■ EXERCISE TASK
Copy out all of the lines below word for word, leaving the pictures out of your copy.

■ RECORDS
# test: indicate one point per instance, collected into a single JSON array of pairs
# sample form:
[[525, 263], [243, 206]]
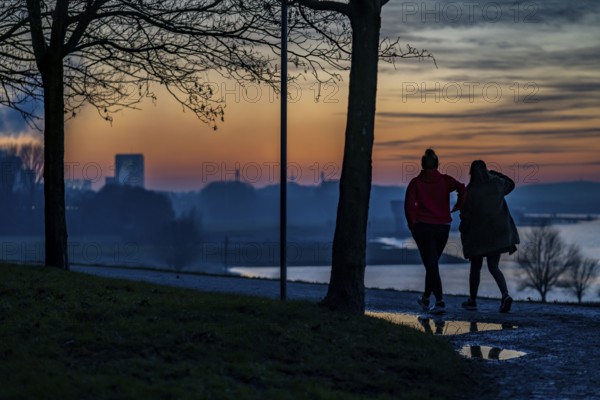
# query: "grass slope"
[[69, 335]]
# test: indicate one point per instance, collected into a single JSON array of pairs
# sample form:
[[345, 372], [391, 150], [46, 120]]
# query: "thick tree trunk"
[[54, 154], [346, 286]]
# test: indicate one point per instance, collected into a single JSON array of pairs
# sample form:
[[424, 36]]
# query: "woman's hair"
[[429, 160], [479, 172]]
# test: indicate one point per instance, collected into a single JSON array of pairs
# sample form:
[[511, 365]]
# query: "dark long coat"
[[486, 224]]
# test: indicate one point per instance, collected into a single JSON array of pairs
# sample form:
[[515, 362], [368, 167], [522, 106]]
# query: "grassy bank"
[[69, 335]]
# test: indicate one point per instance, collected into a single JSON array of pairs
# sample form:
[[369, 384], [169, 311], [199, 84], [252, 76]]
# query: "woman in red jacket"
[[427, 208]]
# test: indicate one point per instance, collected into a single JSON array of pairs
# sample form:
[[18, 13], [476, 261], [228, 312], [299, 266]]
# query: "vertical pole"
[[283, 158]]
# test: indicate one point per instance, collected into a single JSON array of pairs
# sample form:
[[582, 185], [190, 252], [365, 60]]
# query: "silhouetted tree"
[[358, 35], [543, 260], [131, 212], [179, 241], [109, 53], [580, 276]]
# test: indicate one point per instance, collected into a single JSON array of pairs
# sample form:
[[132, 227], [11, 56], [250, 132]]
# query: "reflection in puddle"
[[490, 353], [439, 326]]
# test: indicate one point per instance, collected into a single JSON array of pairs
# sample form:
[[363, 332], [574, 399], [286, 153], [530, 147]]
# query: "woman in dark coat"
[[487, 229]]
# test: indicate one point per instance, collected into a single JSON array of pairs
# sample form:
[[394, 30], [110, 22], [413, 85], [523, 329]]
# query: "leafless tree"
[[110, 54], [580, 276], [543, 260], [352, 30]]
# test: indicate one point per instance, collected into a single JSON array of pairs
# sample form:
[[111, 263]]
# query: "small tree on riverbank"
[[580, 277], [544, 259]]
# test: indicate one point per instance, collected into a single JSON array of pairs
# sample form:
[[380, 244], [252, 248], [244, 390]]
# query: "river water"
[[454, 276]]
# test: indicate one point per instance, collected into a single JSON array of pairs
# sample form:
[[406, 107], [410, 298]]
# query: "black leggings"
[[431, 240], [493, 260]]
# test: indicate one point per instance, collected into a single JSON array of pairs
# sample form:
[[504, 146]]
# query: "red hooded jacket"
[[428, 198]]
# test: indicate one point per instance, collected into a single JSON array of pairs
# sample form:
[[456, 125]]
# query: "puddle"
[[490, 353], [438, 326]]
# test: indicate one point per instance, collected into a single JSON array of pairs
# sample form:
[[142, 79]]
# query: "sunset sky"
[[517, 85]]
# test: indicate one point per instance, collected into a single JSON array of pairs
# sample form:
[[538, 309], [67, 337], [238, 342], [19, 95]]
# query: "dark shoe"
[[470, 305], [439, 308], [423, 302], [506, 304]]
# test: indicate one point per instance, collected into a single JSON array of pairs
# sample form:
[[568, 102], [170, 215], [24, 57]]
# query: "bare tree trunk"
[[346, 286], [54, 154]]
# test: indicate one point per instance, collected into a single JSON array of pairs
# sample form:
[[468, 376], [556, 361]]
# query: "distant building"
[[129, 169], [82, 185]]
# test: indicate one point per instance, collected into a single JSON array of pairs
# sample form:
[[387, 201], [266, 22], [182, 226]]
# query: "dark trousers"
[[493, 260], [431, 240]]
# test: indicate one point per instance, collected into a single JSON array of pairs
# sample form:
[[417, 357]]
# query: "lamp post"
[[283, 158]]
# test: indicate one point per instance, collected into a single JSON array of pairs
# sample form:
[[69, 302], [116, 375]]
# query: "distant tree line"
[[547, 262]]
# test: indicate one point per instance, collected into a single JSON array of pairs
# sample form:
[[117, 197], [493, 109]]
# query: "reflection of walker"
[[490, 353], [438, 324]]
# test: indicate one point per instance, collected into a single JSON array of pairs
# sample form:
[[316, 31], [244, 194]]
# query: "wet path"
[[561, 343]]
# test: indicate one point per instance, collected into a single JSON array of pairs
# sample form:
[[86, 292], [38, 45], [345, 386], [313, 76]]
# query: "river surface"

■ EXERCISE OUTPUT
# test: indicate one point per instance, collected into a single JSON array of pairs
# sample form:
[[525, 263], [243, 206]]
# query: "grass slope"
[[69, 335]]
# test: indicate one point per instance, collected into a single JSON array of pairs
# sample form:
[[345, 372], [391, 150], [46, 120]]
# query: "thick tree trunk"
[[54, 154], [346, 286]]
# test: indicate one point per instance, collected into a single JSON array of pairs
# sample form:
[[424, 36]]
# query: "woman's hair"
[[429, 160], [479, 172]]
# test: indicate one point per instance, collected into a single JSON array of pairs
# sample form:
[[511, 365]]
# query: "dark long coat"
[[486, 224]]
# test: indicate one point per instance, collected into a single JSON array of pairs
# sample form:
[[515, 362], [368, 167], [522, 106]]
# query: "grassy bank"
[[69, 335]]
# test: indicate one point per instance, collected into a single JSON array of pairs
# sample form:
[[369, 384], [169, 311], [199, 84], [252, 76]]
# query: "woman in red jacket"
[[427, 208]]
# test: indicate one point per instance, collected into a single JSON array of pairs
# sample form:
[[18, 13], [476, 261], [228, 312], [299, 266]]
# query: "vertical pole"
[[283, 158]]
# test: indicate one point per instance, collected into a single JSON array of pairs
# sample form:
[[582, 185], [190, 252], [365, 60]]
# query: "silhouetted tree"
[[358, 35], [543, 260], [131, 212], [179, 241], [109, 53], [580, 276]]
# test: indicate one point per instance, collected into a single JSON array of pairs
# sample form:
[[132, 227], [11, 56], [250, 132]]
# query: "reflection in puddle"
[[490, 353], [439, 326]]
# test: indicate one point per instance, collected into a single JSON array of pairs
# sample form:
[[363, 332], [574, 399], [286, 153], [530, 147]]
# query: "woman in dark coat"
[[487, 229]]
# test: indicate one point per instance, collected into a single JSON array of pairs
# sample form:
[[394, 30], [110, 22], [413, 85], [523, 329]]
# query: "leafless tree"
[[110, 54], [580, 276], [543, 260], [352, 30]]
# test: indicate one point per instance, collected into a single JSON array of pairs
# sample form:
[[111, 263]]
# query: "small tree on riverbank"
[[580, 277], [544, 259]]
# test: indicate one point per instance, collected into a single JSON array of pairs
# sample form:
[[380, 244], [252, 248], [244, 390]]
# query: "river water"
[[454, 276]]
# test: indicate one point per instance, collected into a single JSON array of pairs
# sample form:
[[406, 107], [410, 298]]
# query: "black leggings"
[[431, 240], [493, 260]]
# test: indicate one point per instance, collected into a single JSON array of pairs
# sample form:
[[504, 146]]
# query: "red hooded jacket"
[[428, 198]]
# test: indicate one point per instance, collected into a single JSON array of pairs
# sample form:
[[456, 125]]
# query: "puddle"
[[490, 353], [438, 326]]
# test: indicate one point per instance, collected into a single JSON array of pairs
# sample form:
[[142, 79]]
# query: "sunset sky"
[[517, 85]]
# test: indicate one point per instance, collected into a single JSON array of pairs
# sample form:
[[538, 309], [67, 337], [238, 342], [19, 95]]
# query: "dark shoe"
[[470, 305], [439, 308], [423, 302], [506, 304]]
# test: indicate one point per instance, collected into a single JSON array of pairs
# sample form:
[[568, 102], [170, 215], [24, 57]]
# query: "bare tree trunk"
[[346, 286], [54, 154]]
# test: indicate one point per instance, collected into a single JSON array of pairs
# sample form:
[[468, 376], [556, 361]]
# query: "distant building"
[[129, 169], [82, 185]]
# test: indicate one point per instance, collected into a single JSON array of pairs
# sample form:
[[387, 201], [266, 22], [182, 226]]
# query: "dark trousers"
[[493, 260], [431, 240]]
# test: indicate one point per instance, collected into a single JSON array of pairs
# sample form:
[[417, 357]]
# query: "lamp post"
[[283, 158]]
# test: indicate one point per instance, collected into a single JSON array of pairs
# sample form:
[[69, 302], [116, 375]]
# query: "distant tree line"
[[547, 262]]
# test: indicate one point per instance, collected into a single JSON array of pairs
# sample form:
[[117, 197], [493, 109]]
# query: "reflection of walker"
[[490, 353], [438, 324]]
# test: indicate one point per instance, collected into a single JSON array of pairs
# sample form:
[[316, 31], [244, 194]]
# query: "wet path"
[[561, 343]]
# test: indicate one point per instance, collected into a single JSON array of pairs
# sample form:
[[86, 292], [38, 45], [345, 386], [313, 76]]
# query: "river surface"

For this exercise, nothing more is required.